START The data

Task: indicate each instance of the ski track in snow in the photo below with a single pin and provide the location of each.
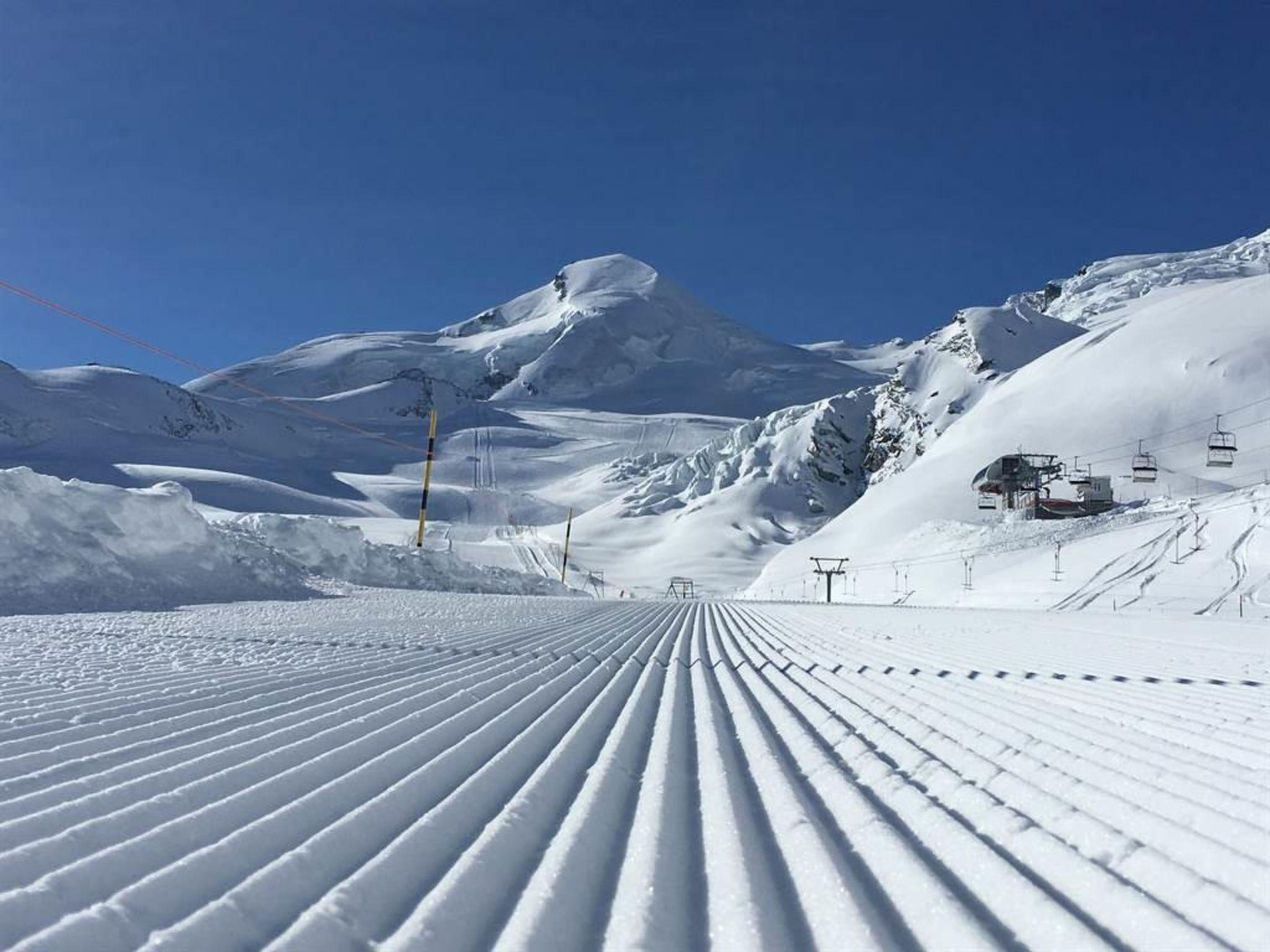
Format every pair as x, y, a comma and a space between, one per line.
412, 771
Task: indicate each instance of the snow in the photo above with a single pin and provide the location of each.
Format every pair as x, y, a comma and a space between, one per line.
1015, 735
606, 334
1208, 350
404, 771
79, 546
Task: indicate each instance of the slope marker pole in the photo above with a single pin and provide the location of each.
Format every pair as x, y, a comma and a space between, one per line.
568, 532
427, 479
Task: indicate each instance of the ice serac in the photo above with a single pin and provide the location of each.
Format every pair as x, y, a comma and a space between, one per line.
606, 334
719, 512
948, 372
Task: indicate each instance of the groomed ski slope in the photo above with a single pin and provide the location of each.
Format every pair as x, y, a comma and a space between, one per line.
411, 771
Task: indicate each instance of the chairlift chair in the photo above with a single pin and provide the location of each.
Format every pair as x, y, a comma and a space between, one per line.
1143, 466
1221, 447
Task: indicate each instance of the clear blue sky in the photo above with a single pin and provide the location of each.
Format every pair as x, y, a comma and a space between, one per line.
230, 178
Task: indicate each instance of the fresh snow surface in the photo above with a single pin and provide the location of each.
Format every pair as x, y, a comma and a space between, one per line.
81, 546
406, 771
1161, 369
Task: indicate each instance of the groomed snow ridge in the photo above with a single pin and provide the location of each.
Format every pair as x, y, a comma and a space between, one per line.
412, 771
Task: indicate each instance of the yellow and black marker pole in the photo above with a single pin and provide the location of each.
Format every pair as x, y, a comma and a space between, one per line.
427, 480
568, 532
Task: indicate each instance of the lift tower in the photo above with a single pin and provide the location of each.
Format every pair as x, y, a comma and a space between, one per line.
828, 568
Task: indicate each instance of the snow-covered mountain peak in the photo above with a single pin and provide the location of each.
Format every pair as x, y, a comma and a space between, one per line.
615, 275
606, 333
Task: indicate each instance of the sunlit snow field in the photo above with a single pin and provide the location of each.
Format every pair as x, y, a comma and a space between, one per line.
402, 770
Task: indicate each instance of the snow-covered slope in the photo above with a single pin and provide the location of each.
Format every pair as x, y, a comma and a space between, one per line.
1093, 296
948, 372
718, 513
70, 546
1157, 366
607, 333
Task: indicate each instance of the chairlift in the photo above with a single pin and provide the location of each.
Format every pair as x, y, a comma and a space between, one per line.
1143, 466
1221, 447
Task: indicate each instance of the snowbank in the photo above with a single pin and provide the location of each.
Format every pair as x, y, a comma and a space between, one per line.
338, 551
82, 546
71, 546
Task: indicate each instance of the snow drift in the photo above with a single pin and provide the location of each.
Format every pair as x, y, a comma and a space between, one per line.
609, 333
78, 547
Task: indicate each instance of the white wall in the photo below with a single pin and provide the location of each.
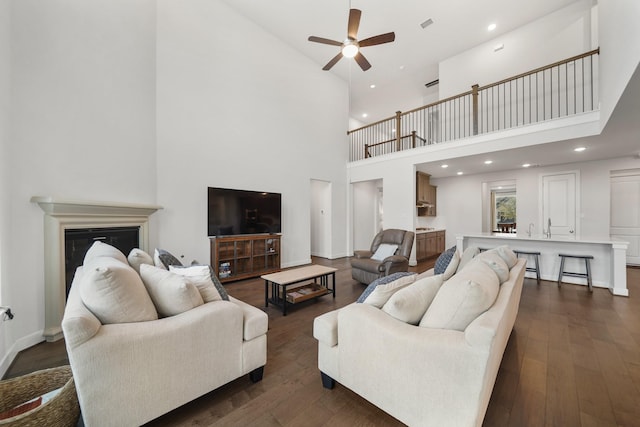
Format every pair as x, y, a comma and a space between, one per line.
619, 49
460, 198
5, 35
82, 120
262, 118
560, 35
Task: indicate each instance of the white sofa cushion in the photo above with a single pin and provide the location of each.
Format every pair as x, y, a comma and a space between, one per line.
463, 298
99, 249
380, 290
137, 257
200, 277
114, 292
171, 293
496, 263
411, 302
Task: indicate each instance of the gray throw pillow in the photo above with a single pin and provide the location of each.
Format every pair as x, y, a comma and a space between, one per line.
443, 261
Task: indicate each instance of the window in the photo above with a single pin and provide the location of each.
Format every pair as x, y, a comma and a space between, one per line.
503, 204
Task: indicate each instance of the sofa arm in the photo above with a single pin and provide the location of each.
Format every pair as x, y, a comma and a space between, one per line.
325, 328
79, 324
256, 321
362, 254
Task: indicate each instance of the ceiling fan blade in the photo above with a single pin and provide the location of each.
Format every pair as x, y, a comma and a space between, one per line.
354, 23
379, 39
332, 62
324, 41
362, 61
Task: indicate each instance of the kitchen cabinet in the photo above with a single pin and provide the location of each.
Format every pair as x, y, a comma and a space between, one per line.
429, 244
426, 195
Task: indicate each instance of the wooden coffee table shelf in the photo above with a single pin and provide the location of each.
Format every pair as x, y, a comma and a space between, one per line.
292, 286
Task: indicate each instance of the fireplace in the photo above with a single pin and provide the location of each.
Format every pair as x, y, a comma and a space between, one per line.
62, 215
78, 240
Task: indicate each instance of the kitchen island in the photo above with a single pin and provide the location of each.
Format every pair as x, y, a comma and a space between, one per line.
608, 267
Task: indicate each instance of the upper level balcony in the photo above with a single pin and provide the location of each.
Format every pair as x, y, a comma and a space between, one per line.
563, 89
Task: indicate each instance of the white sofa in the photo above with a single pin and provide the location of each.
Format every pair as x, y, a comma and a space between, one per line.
422, 376
127, 374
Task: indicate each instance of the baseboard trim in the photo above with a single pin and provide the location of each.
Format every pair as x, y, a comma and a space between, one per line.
21, 344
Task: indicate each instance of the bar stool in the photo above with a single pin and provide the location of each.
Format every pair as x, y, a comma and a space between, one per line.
536, 258
586, 275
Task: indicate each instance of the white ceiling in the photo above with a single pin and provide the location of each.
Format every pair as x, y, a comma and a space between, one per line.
458, 26
401, 69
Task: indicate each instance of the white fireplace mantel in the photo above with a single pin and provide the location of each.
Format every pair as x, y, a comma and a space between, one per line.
62, 214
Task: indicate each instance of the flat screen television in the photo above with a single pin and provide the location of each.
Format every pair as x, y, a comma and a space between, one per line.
233, 212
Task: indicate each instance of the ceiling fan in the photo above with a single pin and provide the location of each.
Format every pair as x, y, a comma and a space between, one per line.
351, 46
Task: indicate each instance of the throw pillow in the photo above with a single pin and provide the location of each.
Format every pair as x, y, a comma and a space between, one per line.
170, 292
383, 251
200, 277
463, 298
100, 249
163, 259
411, 302
443, 260
380, 290
497, 264
467, 255
114, 292
137, 257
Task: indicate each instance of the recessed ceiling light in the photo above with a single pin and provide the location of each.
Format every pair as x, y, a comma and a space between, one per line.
426, 23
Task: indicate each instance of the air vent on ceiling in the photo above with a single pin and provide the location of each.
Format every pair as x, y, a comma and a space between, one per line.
433, 83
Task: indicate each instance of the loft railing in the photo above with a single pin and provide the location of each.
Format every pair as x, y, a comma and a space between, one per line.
561, 89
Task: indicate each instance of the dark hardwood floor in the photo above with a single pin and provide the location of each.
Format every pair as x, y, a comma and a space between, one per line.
573, 359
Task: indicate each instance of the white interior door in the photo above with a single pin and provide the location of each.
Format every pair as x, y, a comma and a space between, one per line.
559, 203
625, 213
320, 218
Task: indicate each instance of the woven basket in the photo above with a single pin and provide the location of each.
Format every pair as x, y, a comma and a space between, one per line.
62, 410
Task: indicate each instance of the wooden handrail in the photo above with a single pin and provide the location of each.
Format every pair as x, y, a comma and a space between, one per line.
537, 70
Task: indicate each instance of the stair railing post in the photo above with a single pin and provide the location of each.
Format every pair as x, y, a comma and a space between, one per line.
398, 136
474, 96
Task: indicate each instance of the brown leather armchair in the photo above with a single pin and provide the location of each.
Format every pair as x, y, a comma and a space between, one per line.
365, 270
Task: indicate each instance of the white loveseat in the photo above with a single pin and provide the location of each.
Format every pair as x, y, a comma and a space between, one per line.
127, 374
423, 376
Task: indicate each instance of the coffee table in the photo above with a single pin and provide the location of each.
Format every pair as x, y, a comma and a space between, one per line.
294, 285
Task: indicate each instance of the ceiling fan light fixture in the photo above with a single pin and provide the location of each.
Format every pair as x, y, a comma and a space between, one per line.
350, 49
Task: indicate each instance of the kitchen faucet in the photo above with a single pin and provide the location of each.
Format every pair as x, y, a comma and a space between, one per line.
549, 228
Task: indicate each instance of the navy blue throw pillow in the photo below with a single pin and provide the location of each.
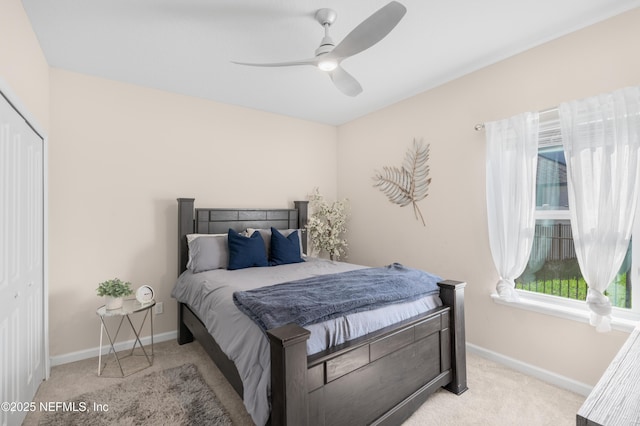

END The data

What needs to be done:
Show every line above where "marker" is found.

Problem solution:
Task: indicate each instance of the slope marker pole in the photo above with a single pin and provide the location of each.
Task: indicate each instance of the yellow and black marker pole in the photo above with a single pin and provide the location of each.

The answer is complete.